Given request →
From the line that includes "Where can you spot the bumblebee?" to the last line of the records that follow, copy every line exactly and nothing more, omitting pictures.

==== Supplied material

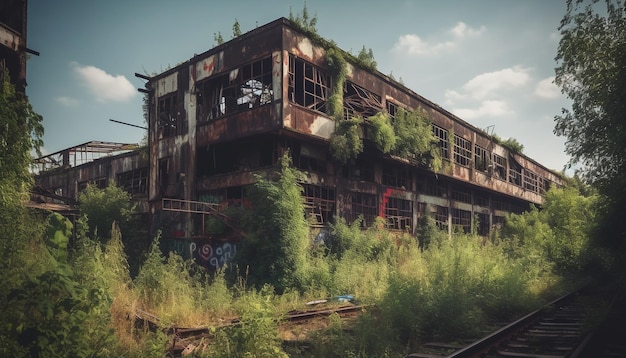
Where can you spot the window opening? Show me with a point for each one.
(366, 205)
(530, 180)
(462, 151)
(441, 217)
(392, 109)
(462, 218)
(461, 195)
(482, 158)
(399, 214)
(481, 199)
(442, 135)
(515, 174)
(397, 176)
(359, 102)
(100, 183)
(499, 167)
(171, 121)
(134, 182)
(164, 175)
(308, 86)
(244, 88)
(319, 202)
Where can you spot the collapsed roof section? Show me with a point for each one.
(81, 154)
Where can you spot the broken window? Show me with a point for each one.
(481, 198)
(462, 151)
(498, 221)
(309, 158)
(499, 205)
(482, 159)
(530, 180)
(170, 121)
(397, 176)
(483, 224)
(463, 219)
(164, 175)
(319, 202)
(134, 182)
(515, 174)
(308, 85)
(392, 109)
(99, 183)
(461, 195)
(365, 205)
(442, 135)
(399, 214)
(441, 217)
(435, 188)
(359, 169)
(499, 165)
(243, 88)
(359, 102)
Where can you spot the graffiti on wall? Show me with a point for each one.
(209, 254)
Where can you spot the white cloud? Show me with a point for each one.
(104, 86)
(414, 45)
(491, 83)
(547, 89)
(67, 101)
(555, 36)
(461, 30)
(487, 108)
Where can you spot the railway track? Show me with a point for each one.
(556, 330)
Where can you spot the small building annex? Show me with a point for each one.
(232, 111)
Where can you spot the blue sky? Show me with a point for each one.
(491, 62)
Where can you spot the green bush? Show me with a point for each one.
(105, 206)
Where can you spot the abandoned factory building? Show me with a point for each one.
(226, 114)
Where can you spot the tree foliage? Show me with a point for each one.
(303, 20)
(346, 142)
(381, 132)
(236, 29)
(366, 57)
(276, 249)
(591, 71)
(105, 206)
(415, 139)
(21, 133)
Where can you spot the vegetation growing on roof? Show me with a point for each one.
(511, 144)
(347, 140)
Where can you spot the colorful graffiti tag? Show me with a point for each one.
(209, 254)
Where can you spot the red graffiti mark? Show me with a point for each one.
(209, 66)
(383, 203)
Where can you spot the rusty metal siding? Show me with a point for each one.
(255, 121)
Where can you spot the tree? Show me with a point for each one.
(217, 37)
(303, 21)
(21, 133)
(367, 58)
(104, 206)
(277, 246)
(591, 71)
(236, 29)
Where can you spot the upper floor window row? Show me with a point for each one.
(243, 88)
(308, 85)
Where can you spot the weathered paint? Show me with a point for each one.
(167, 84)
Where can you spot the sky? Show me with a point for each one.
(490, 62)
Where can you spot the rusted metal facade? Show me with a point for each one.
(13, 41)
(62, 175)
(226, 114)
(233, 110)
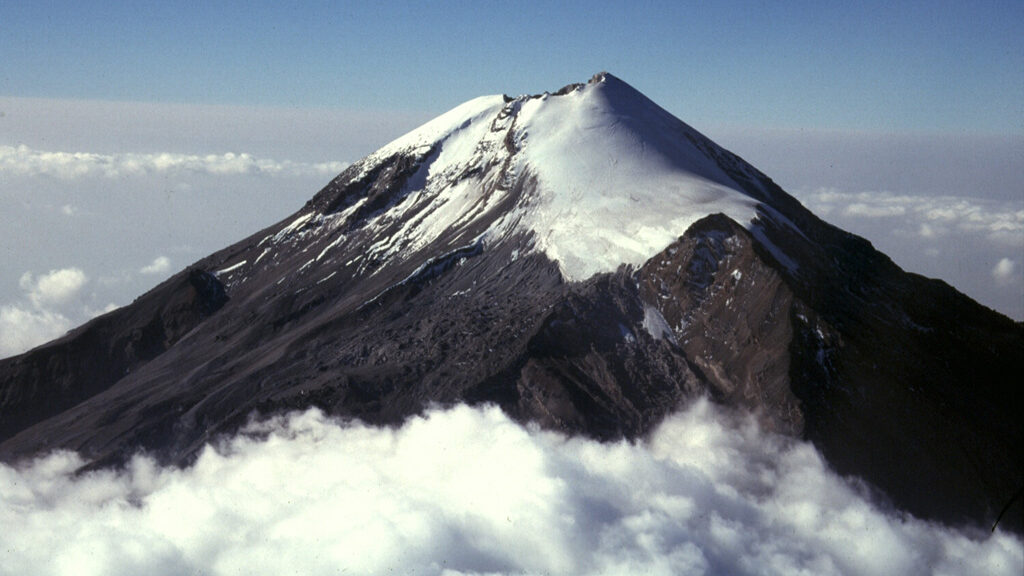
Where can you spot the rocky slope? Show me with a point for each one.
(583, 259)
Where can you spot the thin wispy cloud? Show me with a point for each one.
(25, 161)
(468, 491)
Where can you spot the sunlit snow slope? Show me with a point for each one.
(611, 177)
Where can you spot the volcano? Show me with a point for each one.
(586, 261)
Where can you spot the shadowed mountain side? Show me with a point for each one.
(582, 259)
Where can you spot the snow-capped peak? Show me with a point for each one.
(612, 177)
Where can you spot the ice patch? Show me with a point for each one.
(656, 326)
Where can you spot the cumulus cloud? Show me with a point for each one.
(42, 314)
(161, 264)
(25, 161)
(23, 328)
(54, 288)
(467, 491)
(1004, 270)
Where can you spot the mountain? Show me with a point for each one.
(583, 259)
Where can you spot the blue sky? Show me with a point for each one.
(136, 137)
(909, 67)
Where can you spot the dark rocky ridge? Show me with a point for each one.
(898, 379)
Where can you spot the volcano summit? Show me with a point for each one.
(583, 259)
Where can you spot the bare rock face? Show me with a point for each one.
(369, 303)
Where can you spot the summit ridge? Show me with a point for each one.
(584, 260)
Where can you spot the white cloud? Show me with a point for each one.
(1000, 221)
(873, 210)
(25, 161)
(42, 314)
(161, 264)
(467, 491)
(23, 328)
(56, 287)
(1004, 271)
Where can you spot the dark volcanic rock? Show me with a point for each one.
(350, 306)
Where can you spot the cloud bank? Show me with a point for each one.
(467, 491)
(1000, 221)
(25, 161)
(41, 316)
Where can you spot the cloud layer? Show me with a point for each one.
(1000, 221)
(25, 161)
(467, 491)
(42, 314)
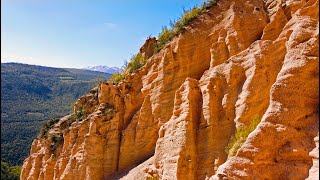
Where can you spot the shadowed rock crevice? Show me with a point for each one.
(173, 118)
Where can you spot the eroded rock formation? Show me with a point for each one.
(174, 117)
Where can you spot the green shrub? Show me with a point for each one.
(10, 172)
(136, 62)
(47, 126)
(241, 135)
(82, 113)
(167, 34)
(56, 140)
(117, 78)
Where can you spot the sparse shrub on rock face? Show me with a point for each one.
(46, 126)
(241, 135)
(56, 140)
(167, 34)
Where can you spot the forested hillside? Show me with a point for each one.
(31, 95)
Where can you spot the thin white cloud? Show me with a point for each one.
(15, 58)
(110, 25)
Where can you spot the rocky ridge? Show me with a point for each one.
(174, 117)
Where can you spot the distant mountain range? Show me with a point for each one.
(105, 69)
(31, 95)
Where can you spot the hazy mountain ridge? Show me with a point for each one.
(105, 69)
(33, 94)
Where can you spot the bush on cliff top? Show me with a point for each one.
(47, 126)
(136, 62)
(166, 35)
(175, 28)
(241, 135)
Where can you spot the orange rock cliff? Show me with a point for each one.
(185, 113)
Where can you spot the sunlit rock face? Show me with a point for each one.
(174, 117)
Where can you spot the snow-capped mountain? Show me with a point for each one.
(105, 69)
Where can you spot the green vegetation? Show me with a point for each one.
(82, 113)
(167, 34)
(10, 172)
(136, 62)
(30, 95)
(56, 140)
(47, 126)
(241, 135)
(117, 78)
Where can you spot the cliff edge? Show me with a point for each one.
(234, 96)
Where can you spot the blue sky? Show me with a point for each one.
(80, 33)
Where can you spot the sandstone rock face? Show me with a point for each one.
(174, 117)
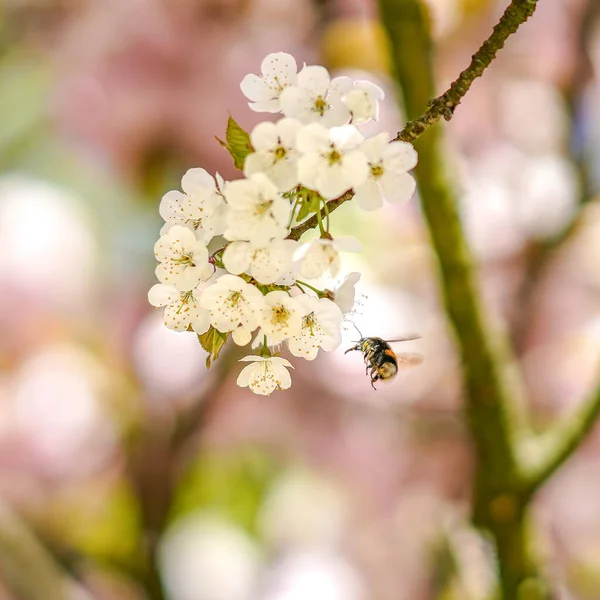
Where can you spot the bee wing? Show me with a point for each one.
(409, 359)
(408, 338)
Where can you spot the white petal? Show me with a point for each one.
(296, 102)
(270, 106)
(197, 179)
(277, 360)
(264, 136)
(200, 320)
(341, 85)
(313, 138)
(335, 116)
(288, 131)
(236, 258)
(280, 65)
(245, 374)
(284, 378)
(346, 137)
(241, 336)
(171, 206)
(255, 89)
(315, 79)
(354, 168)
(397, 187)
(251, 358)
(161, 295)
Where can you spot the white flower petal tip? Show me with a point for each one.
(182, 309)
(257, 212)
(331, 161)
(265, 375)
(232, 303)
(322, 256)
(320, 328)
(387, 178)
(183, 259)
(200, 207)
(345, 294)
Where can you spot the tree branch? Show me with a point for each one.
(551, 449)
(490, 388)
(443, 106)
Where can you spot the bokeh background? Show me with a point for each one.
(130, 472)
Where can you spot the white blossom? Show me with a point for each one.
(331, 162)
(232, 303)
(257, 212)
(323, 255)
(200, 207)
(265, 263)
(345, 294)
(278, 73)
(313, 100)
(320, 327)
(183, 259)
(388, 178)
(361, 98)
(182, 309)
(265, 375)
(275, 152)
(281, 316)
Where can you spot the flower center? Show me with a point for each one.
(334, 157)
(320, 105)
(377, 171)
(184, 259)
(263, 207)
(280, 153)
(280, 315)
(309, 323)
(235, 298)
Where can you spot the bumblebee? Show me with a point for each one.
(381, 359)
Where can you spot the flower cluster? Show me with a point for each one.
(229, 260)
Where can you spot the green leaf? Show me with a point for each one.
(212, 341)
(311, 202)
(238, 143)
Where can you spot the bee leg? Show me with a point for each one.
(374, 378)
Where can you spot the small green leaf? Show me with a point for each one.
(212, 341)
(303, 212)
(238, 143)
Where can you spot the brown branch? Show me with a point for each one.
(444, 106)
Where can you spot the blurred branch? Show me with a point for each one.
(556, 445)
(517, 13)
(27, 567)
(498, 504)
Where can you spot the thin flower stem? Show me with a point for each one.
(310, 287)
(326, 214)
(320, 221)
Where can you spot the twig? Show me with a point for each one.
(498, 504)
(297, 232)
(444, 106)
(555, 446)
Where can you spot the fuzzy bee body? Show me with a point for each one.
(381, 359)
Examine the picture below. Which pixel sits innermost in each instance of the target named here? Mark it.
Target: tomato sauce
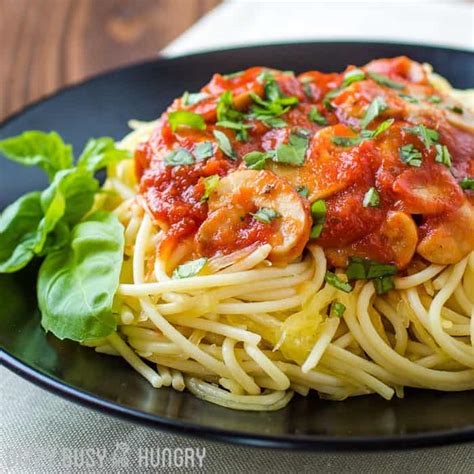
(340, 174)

========

Solution →
Where can you spot the bumblebee? Show me with a point for each one.
(381, 359)
Where can you spot the flower cluster? Show me with a point for each one.
(229, 260)
Where can you spot the green leaf? Show me with a point for each one.
(212, 341)
(311, 202)
(238, 143)
Where can you spot the bee leg? Show me with a point for each one.
(374, 378)
Where can you spot the small green leaf? Show me with a point for each one.
(212, 341)
(303, 212)
(238, 143)
Where can you spot the brown branch? Show me with a point for each one.
(444, 106)
Where can you spot the blurred branch? Show me with a point for each one.
(556, 445)
(517, 13)
(27, 567)
(498, 504)
Where can you spot the thin flower stem? Show me with a point for each one.
(310, 287)
(326, 214)
(320, 221)
Where can you spot the twig? Show me with a point for each one.
(498, 504)
(297, 232)
(444, 106)
(555, 446)
Where can you spot the fuzzy bee body? Show me with a point for each one.
(381, 359)
Examine the picture below. Which pixel sits innermost in each instance of the target named here? Mark it.
Target: tomato sauce
(340, 174)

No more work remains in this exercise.